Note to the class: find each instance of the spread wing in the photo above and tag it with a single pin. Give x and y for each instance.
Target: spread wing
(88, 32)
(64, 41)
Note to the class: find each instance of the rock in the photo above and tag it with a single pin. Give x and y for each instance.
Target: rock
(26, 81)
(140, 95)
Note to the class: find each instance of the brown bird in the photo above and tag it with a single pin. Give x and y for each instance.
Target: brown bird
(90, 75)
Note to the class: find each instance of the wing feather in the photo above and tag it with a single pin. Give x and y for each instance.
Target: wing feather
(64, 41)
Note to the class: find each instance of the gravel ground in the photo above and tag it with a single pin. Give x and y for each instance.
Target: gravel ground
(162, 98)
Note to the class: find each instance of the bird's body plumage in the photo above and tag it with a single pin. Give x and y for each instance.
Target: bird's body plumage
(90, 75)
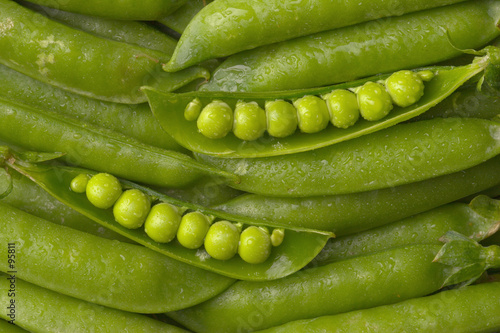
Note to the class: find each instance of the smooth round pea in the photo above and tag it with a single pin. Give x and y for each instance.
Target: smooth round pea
(79, 183)
(249, 121)
(312, 113)
(215, 120)
(343, 107)
(132, 208)
(255, 245)
(374, 101)
(193, 110)
(281, 118)
(405, 88)
(221, 241)
(162, 222)
(193, 229)
(103, 190)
++++++++++++++++++++
__Requirements__. Reproduce all of the records above word for word, leaving out the pictures.

__Solution for this exercise__.
Note to the class: find each instance of the spread wing in the photo above and tag it with a single pin. Give x and y for each instance.
Target: spread wing
(88, 32)
(64, 41)
Note to the class: find each instance of the rock in the photo above and tag it with a single pin. Give x and y for each instance.
Target: rock
(26, 81)
(140, 95)
Note to the class: find each instance of the brown bird in the photo above and tag it with a single pin. Give x and y for each instance.
Target: brown bird
(90, 75)
Note to the class: find each instance of the wing feather in the photo above and tag it with a single pin. Give x and y for each instance.
Target: wing feather
(64, 41)
Note to the class: find each instance of the gravel ground in the photo above and tag it with a single pin. Give x and y for each instance.
Target: gravel ground
(162, 98)
Note to the class: find each instance of the bird's body plumage in the photo above and tag it with a single pin. Give x and y for each instance.
Target: bird's body plumage
(90, 75)
Note to the class: find each instance of the smooth round pea in the photo above and tag it with a single pin. Give x and y for each instance.
Target: smooth round pea
(79, 183)
(249, 121)
(312, 113)
(215, 120)
(343, 107)
(132, 208)
(255, 245)
(374, 101)
(193, 110)
(281, 118)
(405, 88)
(221, 241)
(162, 222)
(193, 229)
(103, 190)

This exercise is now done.